Copy out every line of the listing below exactly as it appears.
====
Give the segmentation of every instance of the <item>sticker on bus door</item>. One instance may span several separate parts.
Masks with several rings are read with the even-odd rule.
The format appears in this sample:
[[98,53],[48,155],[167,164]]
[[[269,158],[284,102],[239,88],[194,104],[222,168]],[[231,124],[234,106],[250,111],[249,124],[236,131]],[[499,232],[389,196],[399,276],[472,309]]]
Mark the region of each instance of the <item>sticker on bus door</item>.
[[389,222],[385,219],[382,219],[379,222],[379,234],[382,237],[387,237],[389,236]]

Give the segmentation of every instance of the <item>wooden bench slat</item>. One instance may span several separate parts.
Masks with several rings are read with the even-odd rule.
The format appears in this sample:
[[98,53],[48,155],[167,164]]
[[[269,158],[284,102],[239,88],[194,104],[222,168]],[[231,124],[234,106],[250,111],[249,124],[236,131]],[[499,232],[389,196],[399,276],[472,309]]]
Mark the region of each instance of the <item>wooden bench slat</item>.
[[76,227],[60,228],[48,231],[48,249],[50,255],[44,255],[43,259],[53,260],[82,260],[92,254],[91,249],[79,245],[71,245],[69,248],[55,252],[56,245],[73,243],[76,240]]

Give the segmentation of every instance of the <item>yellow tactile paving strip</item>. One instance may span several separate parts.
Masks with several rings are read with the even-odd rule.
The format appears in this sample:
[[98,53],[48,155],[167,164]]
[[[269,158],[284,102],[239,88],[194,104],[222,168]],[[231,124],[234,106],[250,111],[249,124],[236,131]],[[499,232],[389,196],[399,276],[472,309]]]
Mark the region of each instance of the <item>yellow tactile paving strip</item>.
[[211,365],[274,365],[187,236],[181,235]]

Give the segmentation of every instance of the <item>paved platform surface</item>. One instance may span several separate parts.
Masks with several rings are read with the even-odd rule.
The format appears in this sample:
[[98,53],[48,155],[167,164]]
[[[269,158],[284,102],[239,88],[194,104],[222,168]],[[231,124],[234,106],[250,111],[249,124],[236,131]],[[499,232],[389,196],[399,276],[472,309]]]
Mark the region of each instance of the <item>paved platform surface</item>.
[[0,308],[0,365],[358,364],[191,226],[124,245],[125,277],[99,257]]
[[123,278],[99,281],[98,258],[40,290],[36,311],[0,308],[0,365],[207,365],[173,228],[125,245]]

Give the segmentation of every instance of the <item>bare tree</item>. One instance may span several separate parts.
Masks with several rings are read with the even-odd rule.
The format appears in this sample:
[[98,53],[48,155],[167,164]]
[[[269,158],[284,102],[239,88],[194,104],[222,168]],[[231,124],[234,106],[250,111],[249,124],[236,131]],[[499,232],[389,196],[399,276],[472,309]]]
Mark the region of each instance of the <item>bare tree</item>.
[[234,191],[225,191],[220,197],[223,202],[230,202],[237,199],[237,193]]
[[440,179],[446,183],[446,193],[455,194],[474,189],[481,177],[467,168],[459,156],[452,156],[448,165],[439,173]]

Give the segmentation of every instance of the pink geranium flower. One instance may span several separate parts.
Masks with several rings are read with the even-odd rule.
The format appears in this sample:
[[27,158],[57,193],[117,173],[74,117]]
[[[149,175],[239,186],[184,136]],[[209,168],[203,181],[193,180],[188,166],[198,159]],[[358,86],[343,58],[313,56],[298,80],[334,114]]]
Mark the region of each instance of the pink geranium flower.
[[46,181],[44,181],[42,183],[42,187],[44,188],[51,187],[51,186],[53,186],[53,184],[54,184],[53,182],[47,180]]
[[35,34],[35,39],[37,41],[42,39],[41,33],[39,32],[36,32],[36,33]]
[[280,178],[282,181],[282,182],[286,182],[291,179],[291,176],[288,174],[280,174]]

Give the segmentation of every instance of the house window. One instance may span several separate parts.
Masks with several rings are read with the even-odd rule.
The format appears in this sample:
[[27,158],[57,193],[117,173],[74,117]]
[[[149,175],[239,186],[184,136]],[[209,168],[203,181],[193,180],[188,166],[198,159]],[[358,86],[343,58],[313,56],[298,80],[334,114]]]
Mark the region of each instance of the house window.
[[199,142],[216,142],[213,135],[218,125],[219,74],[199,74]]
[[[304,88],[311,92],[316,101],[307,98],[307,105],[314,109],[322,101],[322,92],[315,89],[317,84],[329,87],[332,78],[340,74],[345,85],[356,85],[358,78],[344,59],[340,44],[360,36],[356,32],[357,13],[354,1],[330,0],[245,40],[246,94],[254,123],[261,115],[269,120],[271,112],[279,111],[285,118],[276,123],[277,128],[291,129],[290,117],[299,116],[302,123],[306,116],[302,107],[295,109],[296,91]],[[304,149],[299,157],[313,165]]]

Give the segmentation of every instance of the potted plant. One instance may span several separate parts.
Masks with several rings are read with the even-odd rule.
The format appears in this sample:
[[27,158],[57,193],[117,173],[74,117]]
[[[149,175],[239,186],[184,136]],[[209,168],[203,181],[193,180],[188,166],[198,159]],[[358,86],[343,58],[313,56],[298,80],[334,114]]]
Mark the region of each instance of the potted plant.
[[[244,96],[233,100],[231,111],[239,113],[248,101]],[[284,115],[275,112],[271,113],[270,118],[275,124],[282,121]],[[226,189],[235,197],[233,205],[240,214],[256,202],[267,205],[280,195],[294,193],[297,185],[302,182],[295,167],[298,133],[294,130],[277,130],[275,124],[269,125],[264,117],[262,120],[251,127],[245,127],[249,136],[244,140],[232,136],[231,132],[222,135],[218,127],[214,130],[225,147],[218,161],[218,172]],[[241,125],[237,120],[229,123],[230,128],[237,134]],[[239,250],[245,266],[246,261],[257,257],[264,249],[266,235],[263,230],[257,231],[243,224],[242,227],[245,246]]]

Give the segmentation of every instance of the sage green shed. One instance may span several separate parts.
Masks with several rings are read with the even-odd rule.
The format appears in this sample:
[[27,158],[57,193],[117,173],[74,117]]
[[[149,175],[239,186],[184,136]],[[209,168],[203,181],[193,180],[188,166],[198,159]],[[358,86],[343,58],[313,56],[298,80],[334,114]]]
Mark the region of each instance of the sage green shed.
====
:: Right answer ::
Give the segmentation of every instance of the <item>sticker on bus door</item>. One instance may span several separate parts.
Masks with several rings are read with the even-odd rule.
The format appears in this sample:
[[98,53],[48,155],[167,164]]
[[[269,158],[284,102],[239,88],[194,104],[222,168]],[[231,124],[234,106],[250,111],[249,124],[236,131]],[[499,232],[389,196],[399,276],[472,309]]]
Mark the region of each instance of the <item>sticker on bus door</item>.
[[389,222],[385,219],[382,219],[379,222],[379,234],[382,237],[387,237],[389,236]]

Give the segmentation of every instance of the <item>wooden bench slat</item>. One instance may span several separate parts.
Masks with several rings are read with the even-odd rule.
The format appears in this sample:
[[98,53],[48,155],[167,164]]
[[[269,158],[284,102],[239,88],[194,104],[222,168]],[[231,124],[234,106],[250,111],[249,124],[236,131]],[[499,232],[389,196],[399,276],[472,309]]]
Mark the region of each instance of the <item>wooden bench slat</item>.
[[76,227],[60,228],[48,231],[48,249],[50,255],[44,255],[43,259],[53,260],[82,260],[92,254],[91,249],[79,245],[71,245],[69,248],[55,252],[56,245],[73,243],[76,240]]

Give the segmentation of every instance of the <item>yellow tactile paving strip</item>. One instance may span several separate parts.
Masks with several rings are read with the even-odd rule.
The format appears in this sample:
[[98,53],[48,155],[167,164]]
[[[269,158],[284,102],[239,88],[194,104],[222,168]],[[231,124],[234,106],[250,111],[249,124],[236,131]],[[499,232],[389,196],[399,276],[472,309]]]
Mark the region of each instance of the <item>yellow tactile paving strip</item>.
[[211,365],[274,365],[187,236],[181,235]]

Give the segmentation of every instance of the <item>paved platform surface</item>. One instance may span several separate parts.
Masks with several rings are read with the even-odd rule.
The format appears in this sample:
[[98,53],[48,155],[167,164]]
[[[269,158],[284,102],[239,88],[194,104],[222,168]],[[231,124],[234,106],[250,111],[249,124],[236,131]],[[499,232],[389,196],[399,276],[472,309]]]
Mark the region of each instance of the <item>paved platform surface</item>.
[[0,308],[0,365],[358,364],[191,226],[124,245],[125,277],[99,257]]
[[123,278],[99,281],[98,258],[40,290],[36,311],[0,308],[0,365],[207,365],[173,228],[125,245]]

Give the segmentation of every instance of the <item>bare tree</item>. One instance may span several separate parts.
Masks with several rings are read with the even-odd rule.
The format appears in this sample:
[[98,53],[48,155],[167,164]]
[[[269,158],[284,102],[239,88],[194,104],[222,168]],[[231,124],[234,106],[250,111],[249,124],[236,131]],[[499,232],[389,196],[399,276],[472,309]]]
Mark the region of each instance of the <item>bare tree</item>.
[[234,191],[225,191],[220,197],[223,202],[230,202],[237,199],[237,193]]
[[440,179],[446,183],[446,193],[455,194],[474,189],[481,177],[467,168],[459,156],[452,156],[448,165],[439,173]]

Give the segmentation of every instance of the pink geranium flower. One instance may span several separate parts.
Masks with several rings are read with the even-odd rule.
The format appears in this sample:
[[27,158],[57,193],[117,173],[74,117]]
[[[149,175],[239,186],[184,136]],[[209,168],[203,181],[193,180],[188,166],[198,159]],[[358,86],[343,58],[313,56],[298,80],[334,114]]]
Mark the region of each instance of the pink geranium flower.
[[46,181],[44,181],[42,183],[42,187],[44,188],[51,187],[51,186],[53,186],[53,184],[54,184],[53,182],[47,180]]
[[35,34],[35,39],[37,41],[42,39],[41,33],[39,32],[36,32],[36,33]]
[[280,178],[282,181],[282,182],[286,182],[291,179],[291,176],[288,174],[280,174]]

Give the segmentation of every instance of the house window. One instance may span several separate parts.
Masks with several rings are read with the even-odd rule.
The format appears in this sample:
[[27,158],[57,193],[117,173],[74,117]]
[[[149,175],[239,186],[184,136]],[[209,168],[203,181],[193,180],[188,166],[198,159]],[[358,86],[343,58],[313,56],[298,80],[334,114]]]
Mark the region of each instance of the house window.
[[199,142],[216,142],[213,135],[218,125],[219,74],[199,74]]
[[[304,88],[311,92],[316,101],[307,98],[307,105],[314,109],[322,101],[322,92],[315,89],[317,84],[329,87],[332,78],[340,74],[345,85],[356,85],[358,78],[344,59],[340,44],[360,36],[356,32],[357,13],[354,1],[330,0],[245,40],[246,94],[254,123],[261,115],[269,120],[271,112],[279,111],[285,118],[276,123],[277,128],[291,129],[290,117],[299,116],[302,123],[306,116],[302,107],[295,109],[296,91]],[[304,149],[299,157],[313,165]]]

Give the segmentation of every instance of the potted plant. One instance may span several separate parts.
Masks with several rings are read with the even-odd rule.
The format appears in this sample:
[[27,158],[57,193],[117,173],[74,117]]
[[[149,175],[239,186],[184,136]],[[209,168],[203,181],[193,180],[188,166],[198,159]],[[358,86],[343,58],[313,56],[298,80],[334,114]]]
Mark the region of each instance of the potted plant.
[[[244,96],[233,100],[231,111],[239,113],[248,101]],[[284,115],[275,112],[271,113],[270,118],[275,124],[282,121]],[[226,189],[235,197],[233,205],[240,214],[256,202],[267,205],[280,195],[294,193],[297,185],[302,182],[295,167],[298,133],[294,130],[277,130],[275,124],[269,125],[264,117],[262,120],[251,127],[245,127],[249,136],[244,140],[232,136],[231,132],[222,135],[218,127],[214,130],[225,147],[218,161],[218,172]],[[241,125],[237,120],[229,123],[230,128],[237,134]],[[239,250],[245,266],[246,261],[257,257],[264,249],[266,235],[263,230],[257,231],[243,224],[242,227],[245,246]]]

Give the segmentation of every instance of the sage green shed. One instance may span several separate parts.
Masks with several rings are read with the even-odd rule.
The format appears in this sample:
[[27,158],[57,193],[117,173],[74,117]]
[[[149,175],[239,186],[184,136]],[[209,168],[203,181],[193,180],[188,166],[198,159]],[[358,86],[343,58],[313,56],[298,80],[334,114]]]
Mark the region of each instance of the sage green shed.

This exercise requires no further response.